Exercise ▸ A complete copy of the entries, exactly as written, is the expected result.

Provided records ▸
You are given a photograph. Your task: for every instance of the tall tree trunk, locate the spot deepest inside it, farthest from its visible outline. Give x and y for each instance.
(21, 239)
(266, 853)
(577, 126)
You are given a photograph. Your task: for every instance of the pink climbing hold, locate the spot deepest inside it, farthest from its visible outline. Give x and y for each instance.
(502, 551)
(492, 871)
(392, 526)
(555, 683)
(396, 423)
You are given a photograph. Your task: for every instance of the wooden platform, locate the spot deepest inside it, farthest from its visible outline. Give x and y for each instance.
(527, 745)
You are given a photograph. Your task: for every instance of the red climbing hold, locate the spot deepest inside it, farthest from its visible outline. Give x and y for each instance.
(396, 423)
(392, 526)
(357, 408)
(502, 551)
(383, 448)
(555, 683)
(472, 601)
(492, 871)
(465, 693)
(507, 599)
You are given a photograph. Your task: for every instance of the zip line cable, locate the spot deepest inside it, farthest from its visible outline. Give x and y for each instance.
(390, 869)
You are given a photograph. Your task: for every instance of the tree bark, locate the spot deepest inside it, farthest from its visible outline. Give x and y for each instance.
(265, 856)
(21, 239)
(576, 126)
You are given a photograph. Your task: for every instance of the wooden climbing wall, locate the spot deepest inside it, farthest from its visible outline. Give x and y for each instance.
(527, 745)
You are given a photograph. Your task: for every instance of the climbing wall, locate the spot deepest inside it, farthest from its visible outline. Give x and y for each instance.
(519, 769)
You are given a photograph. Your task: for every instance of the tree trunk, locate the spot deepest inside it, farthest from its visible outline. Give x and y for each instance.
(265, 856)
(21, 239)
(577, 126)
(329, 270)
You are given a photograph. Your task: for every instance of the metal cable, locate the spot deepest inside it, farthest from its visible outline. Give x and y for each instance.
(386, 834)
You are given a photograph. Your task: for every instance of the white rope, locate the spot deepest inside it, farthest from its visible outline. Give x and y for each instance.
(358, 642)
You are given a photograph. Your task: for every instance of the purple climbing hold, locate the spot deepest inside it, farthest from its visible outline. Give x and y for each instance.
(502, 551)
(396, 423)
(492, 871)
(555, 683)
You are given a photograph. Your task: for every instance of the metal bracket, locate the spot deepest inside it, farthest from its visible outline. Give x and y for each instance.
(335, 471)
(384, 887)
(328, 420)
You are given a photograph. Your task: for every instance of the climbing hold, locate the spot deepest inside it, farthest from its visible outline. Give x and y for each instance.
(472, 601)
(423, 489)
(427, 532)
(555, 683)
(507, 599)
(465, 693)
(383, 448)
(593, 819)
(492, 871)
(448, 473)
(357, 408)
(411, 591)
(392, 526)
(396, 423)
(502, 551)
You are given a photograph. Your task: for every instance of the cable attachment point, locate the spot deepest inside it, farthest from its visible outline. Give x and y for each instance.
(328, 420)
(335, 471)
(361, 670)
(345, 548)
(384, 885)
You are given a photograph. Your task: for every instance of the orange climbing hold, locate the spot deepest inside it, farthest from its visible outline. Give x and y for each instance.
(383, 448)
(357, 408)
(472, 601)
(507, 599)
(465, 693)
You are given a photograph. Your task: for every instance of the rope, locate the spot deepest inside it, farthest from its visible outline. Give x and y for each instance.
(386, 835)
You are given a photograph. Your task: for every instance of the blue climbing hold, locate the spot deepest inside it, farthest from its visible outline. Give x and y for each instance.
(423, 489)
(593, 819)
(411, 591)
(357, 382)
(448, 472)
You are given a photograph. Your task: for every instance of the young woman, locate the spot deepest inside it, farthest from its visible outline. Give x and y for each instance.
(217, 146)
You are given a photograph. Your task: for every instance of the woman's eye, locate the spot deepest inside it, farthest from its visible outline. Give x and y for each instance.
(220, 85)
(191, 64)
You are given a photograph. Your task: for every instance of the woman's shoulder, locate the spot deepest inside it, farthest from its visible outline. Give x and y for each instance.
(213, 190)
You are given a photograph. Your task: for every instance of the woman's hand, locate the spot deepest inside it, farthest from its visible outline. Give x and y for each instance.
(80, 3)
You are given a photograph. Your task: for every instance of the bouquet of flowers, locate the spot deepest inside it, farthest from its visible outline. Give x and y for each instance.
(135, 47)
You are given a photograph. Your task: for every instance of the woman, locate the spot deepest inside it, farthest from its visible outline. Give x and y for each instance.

Response area ▸
You are given a photograph. Your task: for every instance of the tall tree trunk, locate the spot deepest inside it, farthest from its visible outline. Give x and y for each instance.
(21, 239)
(266, 853)
(577, 126)
You are given a photograph. Your task: for every instance of the pink climbing hold, locate the spot deepest inside it, farthest from its visible outline. Give x and y for each instance.
(502, 551)
(492, 871)
(392, 526)
(555, 683)
(396, 423)
You are given a photograph. Your task: for every instance of the wooden platform, locate the spot deepest inside it, farthest from its visible outline. Give x and y for each instance.
(527, 745)
You are given a photograph. Your task: for every instance of the red climbing hold, locate the spot deepest inside it, farthest from its visible outline. Give x and y for each instance.
(396, 423)
(392, 526)
(357, 408)
(502, 551)
(383, 448)
(555, 683)
(472, 601)
(492, 871)
(465, 693)
(507, 599)
You are given a photograph. Your task: for every instance of the zip line cable, locate the spot deepest inside it, farthest from its visible outline. Give x and y for each instance.
(390, 869)
You are given a photograph. Your task: for every instance of the tree bark, locate the spot deepest inside it, farthest from its visible outline. Give x and y for each instance.
(265, 856)
(21, 239)
(576, 126)
You are given a photograph. Your task: for every instance of the wooden climbing wall, locate the spot deepest inside it, farthest from its visible outline. Give x and y for each instance.
(527, 745)
You are given a photograph. Your task: for every instance of the climbing wall, locate the spot deepest inside it, farthest from its visible outline. Give x and y for each instance.
(519, 769)
You are given a photograph. Your task: for every instance of the tree trunk, locate the spot deepest inside it, farthest from its visible outline. Give x and y for each instance.
(265, 856)
(21, 239)
(577, 126)
(329, 270)
You are given a photograph. Your task: for every instance of the metal cable, locate the spot deepest inside it, farthest from its visible outline. Give x and y for each instance.
(386, 834)
You are given a photograph. Your task: for every instance of the white rope, locate the spot deepest inside it, farthest from its visible outline. Give x and y for each instance.
(358, 642)
You are given a photograph. Your task: for every instance of the purple climbing hold, locate the spot deepest inside it, farthest from its visible outline. Give x and y for each instance.
(502, 551)
(396, 423)
(492, 871)
(555, 683)
You are given a photograph. Your task: for every instance of the metal bracket, locate the spot deepest inside it, farthest from its visible outline. Give x and y for each instance.
(335, 471)
(384, 887)
(328, 420)
You are given a photograph. Your task: for every instance of the climbing hold, locate the spot deepest inside it, farthest from its visible outline. Give x and y for each instance.
(472, 601)
(423, 489)
(427, 532)
(555, 683)
(507, 599)
(465, 693)
(383, 448)
(593, 819)
(492, 871)
(448, 473)
(357, 408)
(411, 591)
(392, 526)
(396, 423)
(502, 551)
You are given a photograph. Your task: for every instance of the cable attachment point, locate the spot deepest inside it, farthest from its visible outline. Give x and y for each instance.
(328, 420)
(335, 471)
(361, 670)
(345, 548)
(384, 885)
You are given a photograph. Your task: for every instance of the orange climbing hold, locate the spot deepest inside it, farthest from its visible outline. Give x and y for each instance.
(383, 448)
(357, 408)
(472, 601)
(507, 599)
(465, 693)
You are given a photograph. Your task: for every instance of the rope, locate the spot deepest inside it, farthest from its visible outline. Give x and y for each instance.
(386, 835)
You are given a photograph. Your task: for every instance of the blue climbing hold, locate the spot deepest inside it, farthest from its visible outline. Give x and y for each instance.
(423, 489)
(593, 819)
(411, 591)
(357, 382)
(448, 472)
You are given a photograph. Your task: for every instance of the young woman, locate the spot deepest inside it, farthest from its visible outline. Give x and y for each instance.
(217, 146)
You are given a photograph. Your task: for every instance of the woman's eye, locate the spot deepest inside it, farthest from its visible outline. Give x and y for each instance.
(220, 85)
(191, 64)
You are given a photograph. Your task: for every instance of the woman's shoulder, locate the spot deepest inside it, farthest from its visible outline. Give x and y for each instance.
(213, 190)
You are given a photograph. Your task: for every instance of the woman's hand, locate the spot deepest inside it, farthest from its visible outline. Give x and y for each instance.
(80, 3)
You are given a photograph. Your task: for every instance of the bouquet of flowers, locate the spot deepest inside it, farthest from its visible outline. Give x and y for each instance.
(135, 47)
You are given a photograph. Your task: for every instance of the woman, locate the spot deepest inside it, farthest from its visible outline. Give x and y for each instance.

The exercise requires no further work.